Dataset excerpt:

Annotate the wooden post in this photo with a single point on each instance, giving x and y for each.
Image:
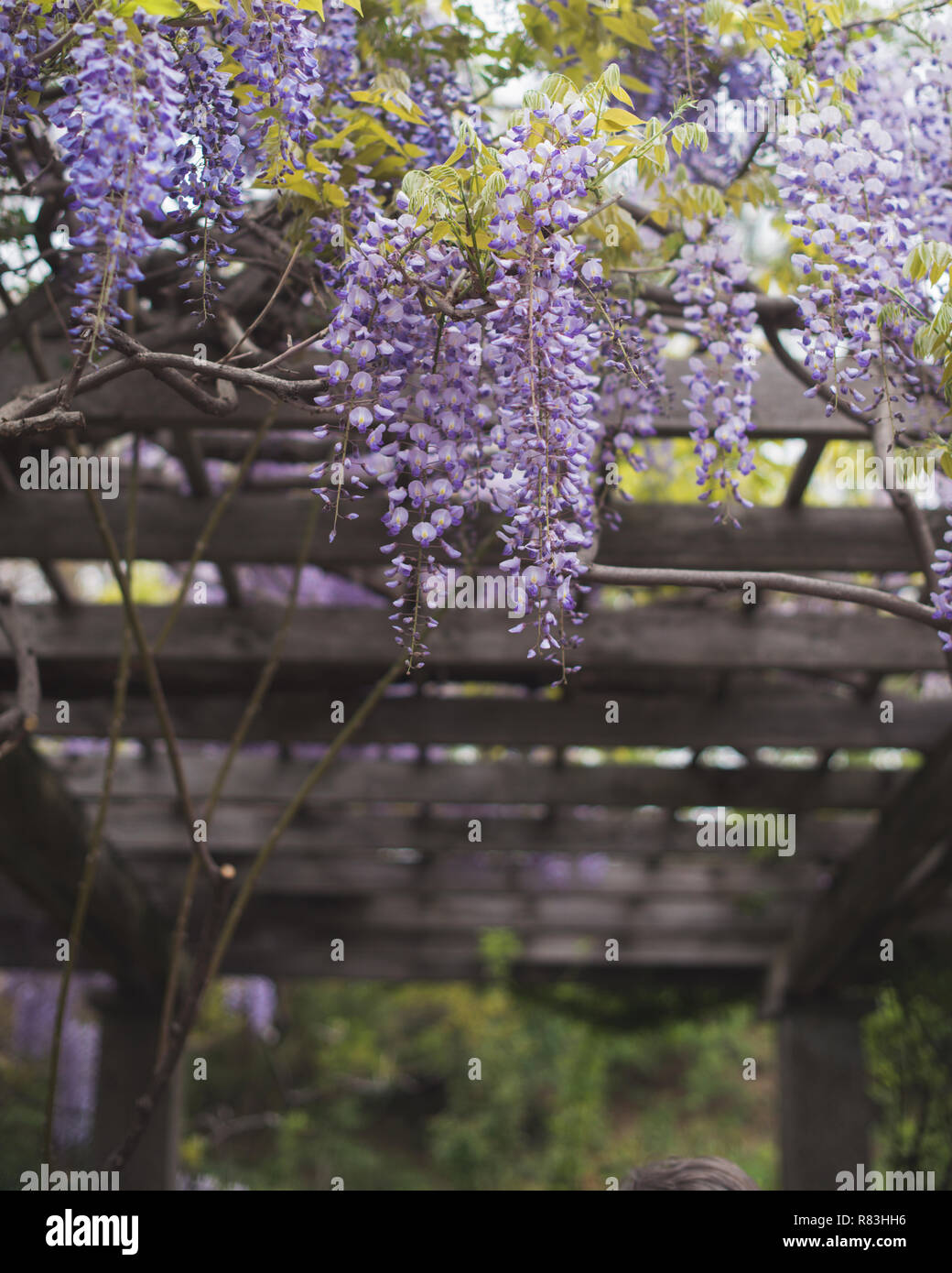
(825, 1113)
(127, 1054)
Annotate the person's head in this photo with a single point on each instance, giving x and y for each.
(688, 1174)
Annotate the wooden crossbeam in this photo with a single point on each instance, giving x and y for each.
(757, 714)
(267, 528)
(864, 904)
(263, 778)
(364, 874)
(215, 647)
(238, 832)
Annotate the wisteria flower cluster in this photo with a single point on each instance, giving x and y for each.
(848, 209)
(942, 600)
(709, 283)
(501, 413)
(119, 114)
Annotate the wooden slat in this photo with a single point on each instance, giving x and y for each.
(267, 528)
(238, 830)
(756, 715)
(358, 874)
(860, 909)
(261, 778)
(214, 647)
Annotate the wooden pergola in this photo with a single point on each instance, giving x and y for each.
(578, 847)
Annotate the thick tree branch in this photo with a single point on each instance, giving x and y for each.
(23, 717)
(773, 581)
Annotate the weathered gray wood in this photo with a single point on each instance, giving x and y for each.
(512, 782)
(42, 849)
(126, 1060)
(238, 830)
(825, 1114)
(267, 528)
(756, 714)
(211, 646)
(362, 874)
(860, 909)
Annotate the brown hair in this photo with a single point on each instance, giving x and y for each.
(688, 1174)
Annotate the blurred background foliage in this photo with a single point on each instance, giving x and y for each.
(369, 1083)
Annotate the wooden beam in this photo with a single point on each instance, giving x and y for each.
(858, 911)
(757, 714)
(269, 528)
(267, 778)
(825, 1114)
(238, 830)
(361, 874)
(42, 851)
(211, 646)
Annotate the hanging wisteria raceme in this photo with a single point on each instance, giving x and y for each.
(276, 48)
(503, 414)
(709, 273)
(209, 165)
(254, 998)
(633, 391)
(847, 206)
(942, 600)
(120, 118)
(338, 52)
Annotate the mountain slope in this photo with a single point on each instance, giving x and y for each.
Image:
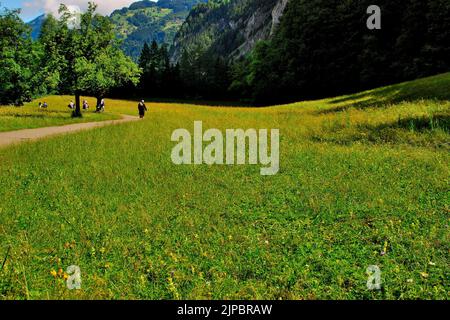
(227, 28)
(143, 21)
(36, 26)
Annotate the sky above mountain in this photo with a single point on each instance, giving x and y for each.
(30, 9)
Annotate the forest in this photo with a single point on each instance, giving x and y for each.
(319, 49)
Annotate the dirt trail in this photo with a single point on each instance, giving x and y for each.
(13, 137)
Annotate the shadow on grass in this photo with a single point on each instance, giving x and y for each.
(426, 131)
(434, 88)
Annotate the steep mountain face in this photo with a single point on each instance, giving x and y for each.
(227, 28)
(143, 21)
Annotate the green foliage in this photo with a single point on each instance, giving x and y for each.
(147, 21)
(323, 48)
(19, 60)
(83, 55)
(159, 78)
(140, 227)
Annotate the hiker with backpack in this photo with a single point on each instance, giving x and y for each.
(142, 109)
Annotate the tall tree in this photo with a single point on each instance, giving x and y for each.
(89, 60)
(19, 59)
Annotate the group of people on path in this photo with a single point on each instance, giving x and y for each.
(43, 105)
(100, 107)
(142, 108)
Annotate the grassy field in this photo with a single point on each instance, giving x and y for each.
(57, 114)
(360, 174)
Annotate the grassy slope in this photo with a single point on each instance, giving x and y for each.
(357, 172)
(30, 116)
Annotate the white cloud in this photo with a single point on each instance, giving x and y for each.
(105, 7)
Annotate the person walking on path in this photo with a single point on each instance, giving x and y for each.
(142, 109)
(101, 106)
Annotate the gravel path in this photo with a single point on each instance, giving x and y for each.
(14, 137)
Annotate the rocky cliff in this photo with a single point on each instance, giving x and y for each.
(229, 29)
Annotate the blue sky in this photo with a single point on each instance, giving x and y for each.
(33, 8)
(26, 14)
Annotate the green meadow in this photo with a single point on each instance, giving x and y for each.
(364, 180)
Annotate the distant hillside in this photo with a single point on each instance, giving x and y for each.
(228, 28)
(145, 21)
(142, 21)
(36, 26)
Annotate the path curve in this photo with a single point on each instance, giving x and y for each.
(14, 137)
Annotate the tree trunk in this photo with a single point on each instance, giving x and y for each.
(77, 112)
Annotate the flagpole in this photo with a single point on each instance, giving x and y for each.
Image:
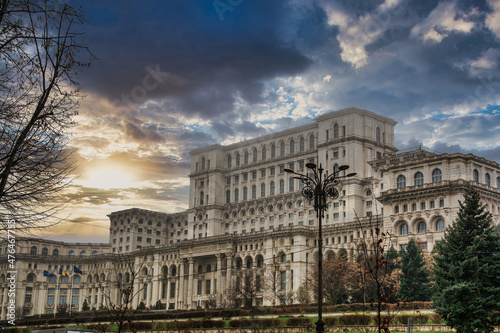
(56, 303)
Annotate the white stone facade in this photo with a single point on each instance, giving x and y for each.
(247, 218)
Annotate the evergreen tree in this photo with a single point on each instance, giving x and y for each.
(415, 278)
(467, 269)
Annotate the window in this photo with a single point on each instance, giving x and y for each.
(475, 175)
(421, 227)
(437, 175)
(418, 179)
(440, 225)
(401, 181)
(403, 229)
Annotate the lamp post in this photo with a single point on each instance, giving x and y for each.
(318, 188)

---

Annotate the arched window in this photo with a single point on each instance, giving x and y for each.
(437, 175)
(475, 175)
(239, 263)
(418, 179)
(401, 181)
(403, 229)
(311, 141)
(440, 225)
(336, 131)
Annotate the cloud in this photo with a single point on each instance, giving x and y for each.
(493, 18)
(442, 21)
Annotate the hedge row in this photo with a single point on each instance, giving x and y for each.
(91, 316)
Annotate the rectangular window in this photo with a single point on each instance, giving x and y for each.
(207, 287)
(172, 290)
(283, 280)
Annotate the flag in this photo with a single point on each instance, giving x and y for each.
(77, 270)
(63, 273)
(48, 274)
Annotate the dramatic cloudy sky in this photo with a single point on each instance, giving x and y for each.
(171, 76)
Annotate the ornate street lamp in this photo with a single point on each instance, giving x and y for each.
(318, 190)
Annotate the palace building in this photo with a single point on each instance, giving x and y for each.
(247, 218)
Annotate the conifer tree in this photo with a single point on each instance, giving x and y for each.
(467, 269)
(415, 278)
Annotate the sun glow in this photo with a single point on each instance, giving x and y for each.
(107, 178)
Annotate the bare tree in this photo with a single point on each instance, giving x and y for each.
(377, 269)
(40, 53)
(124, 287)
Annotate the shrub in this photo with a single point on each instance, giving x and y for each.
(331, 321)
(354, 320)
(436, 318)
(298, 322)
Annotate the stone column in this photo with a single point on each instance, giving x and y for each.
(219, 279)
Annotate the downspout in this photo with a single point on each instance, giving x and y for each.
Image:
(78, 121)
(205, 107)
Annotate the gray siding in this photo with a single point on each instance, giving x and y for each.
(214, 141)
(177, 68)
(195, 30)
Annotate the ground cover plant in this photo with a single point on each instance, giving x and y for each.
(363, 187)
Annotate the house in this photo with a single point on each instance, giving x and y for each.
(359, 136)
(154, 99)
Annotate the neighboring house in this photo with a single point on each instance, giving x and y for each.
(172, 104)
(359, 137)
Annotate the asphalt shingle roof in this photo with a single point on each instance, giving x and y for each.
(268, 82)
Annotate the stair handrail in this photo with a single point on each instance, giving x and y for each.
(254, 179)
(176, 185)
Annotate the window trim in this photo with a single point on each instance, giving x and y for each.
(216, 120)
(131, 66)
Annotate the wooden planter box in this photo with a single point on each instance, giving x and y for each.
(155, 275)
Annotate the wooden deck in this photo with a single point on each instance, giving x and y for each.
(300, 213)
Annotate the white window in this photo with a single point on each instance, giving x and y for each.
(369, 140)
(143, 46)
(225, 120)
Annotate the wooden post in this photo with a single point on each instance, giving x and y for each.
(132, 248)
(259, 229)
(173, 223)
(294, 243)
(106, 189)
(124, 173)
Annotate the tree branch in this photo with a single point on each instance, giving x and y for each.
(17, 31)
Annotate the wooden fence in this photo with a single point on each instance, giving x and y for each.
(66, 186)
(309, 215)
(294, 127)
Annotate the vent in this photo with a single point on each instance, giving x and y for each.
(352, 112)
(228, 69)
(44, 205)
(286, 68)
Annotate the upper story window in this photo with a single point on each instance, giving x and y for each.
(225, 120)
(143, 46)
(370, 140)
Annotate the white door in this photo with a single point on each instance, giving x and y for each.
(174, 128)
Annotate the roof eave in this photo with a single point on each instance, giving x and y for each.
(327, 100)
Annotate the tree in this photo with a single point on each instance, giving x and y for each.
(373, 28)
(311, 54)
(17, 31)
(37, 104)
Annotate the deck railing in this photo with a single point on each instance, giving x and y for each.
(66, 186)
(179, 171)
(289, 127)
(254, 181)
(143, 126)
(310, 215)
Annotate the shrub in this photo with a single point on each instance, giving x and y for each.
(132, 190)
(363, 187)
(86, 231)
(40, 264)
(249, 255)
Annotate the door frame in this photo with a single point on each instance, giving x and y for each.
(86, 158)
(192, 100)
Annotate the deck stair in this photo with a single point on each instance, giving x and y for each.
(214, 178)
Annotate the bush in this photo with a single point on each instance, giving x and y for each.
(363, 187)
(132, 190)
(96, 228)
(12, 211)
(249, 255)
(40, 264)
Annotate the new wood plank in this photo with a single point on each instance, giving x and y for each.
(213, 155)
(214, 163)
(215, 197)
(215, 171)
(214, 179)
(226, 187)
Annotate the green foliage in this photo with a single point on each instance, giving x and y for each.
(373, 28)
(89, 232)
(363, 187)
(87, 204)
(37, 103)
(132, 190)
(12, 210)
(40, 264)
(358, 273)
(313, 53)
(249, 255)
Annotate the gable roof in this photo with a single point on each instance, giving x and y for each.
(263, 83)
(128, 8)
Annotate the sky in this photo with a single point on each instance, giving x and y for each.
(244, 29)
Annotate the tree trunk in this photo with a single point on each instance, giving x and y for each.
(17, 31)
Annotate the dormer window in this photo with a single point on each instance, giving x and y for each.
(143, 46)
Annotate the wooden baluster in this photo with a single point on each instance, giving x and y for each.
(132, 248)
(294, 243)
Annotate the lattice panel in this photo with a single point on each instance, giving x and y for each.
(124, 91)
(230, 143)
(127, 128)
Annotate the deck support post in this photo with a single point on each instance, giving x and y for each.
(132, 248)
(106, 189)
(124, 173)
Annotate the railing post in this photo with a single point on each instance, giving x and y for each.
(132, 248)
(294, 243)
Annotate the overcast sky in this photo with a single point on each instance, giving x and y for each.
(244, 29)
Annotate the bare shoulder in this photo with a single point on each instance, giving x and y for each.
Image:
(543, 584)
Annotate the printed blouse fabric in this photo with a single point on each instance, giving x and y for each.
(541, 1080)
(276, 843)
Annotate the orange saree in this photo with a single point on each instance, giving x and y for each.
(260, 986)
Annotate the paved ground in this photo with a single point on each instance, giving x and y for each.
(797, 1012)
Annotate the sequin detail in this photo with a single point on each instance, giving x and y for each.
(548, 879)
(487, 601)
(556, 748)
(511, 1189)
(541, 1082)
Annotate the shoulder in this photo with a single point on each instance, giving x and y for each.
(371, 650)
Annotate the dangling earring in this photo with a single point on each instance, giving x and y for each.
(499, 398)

* * *

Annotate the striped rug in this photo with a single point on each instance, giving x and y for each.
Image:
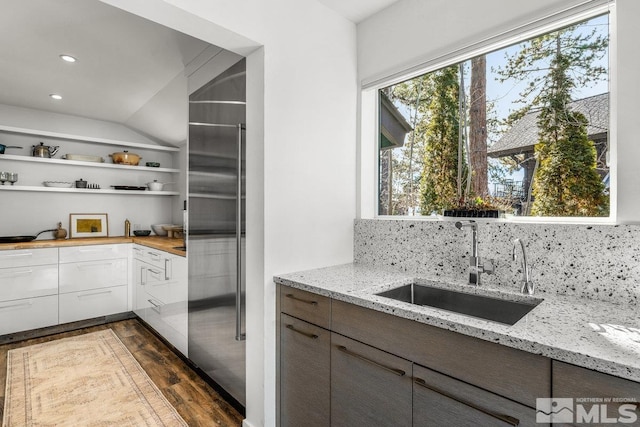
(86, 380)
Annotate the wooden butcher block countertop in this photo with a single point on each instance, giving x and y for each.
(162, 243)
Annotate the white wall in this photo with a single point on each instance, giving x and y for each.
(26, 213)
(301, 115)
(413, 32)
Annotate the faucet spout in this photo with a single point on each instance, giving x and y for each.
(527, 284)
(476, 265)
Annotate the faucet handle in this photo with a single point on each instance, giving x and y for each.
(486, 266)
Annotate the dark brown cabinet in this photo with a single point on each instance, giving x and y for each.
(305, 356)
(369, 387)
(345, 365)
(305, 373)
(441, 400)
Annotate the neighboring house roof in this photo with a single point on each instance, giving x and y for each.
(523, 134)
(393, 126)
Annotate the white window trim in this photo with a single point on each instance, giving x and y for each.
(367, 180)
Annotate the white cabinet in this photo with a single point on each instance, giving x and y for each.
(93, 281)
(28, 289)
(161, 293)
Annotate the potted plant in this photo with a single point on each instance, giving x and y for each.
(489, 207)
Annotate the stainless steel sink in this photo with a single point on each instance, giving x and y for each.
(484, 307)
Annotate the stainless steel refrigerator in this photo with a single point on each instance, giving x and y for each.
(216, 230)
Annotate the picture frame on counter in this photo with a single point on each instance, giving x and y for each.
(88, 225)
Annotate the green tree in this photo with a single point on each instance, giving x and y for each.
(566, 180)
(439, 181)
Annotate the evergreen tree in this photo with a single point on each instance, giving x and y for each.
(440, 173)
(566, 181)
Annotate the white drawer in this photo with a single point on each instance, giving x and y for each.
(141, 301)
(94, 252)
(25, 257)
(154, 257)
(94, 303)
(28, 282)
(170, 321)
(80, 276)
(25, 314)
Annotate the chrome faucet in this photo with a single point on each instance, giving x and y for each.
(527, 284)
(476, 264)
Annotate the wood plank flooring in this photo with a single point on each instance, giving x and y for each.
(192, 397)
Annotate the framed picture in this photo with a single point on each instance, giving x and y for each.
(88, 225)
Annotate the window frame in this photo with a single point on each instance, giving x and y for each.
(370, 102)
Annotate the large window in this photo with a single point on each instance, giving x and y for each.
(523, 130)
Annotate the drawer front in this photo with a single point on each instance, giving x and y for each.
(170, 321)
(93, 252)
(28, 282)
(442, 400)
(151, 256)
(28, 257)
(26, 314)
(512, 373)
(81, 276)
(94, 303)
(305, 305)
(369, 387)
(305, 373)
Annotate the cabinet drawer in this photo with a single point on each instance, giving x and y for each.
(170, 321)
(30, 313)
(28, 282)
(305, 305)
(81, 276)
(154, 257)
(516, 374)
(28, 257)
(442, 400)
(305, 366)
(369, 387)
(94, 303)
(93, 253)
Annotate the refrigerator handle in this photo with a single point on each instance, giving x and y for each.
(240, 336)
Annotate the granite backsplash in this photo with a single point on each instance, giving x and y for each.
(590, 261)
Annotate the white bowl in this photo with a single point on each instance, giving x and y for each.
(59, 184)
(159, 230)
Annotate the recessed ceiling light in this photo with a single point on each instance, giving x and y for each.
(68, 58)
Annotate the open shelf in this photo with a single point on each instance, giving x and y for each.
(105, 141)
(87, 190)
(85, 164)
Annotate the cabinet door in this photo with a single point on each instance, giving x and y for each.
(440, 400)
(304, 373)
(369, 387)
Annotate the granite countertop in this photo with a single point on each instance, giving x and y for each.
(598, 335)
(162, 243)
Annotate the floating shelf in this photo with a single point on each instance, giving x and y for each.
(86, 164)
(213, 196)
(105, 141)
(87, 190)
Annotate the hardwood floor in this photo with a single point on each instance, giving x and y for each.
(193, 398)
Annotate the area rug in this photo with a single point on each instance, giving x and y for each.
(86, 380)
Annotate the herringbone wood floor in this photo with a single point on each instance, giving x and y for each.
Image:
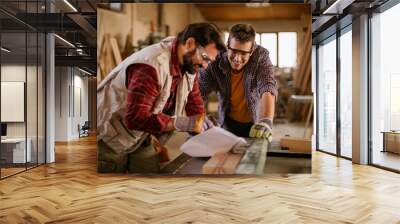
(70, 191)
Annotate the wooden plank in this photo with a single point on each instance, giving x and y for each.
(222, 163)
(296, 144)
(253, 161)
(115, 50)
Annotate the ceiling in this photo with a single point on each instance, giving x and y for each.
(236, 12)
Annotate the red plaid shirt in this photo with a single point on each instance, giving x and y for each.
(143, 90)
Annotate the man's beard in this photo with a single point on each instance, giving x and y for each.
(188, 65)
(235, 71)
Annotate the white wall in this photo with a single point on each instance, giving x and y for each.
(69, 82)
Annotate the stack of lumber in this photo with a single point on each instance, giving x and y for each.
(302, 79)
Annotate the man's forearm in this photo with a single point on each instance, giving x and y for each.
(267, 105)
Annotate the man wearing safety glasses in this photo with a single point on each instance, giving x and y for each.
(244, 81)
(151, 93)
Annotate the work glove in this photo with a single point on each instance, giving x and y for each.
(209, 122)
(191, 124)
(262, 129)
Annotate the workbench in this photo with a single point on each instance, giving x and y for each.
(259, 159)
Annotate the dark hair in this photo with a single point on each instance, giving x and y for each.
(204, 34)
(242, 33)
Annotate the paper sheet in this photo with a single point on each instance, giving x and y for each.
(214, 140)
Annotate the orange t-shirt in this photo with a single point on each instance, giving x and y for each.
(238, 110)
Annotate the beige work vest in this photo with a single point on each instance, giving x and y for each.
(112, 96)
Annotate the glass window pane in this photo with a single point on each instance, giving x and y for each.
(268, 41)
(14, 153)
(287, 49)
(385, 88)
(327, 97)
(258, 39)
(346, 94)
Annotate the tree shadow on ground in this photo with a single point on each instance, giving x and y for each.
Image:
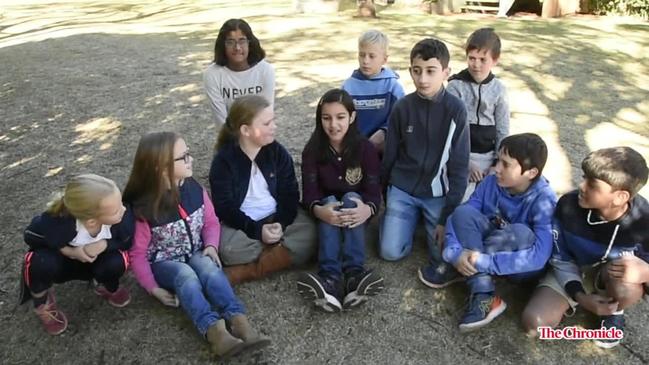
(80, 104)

# SET TASK:
Report every line of the records that contains the word "shadow", matching case exactly.

# RESULT OF THIS EXERCISE:
Annotate the shadow on grass in this photo with a single point on each instance, giving x and y for each.
Annotate the tree shadow on ground in this photo with a single point on each instance, giving x and y for each.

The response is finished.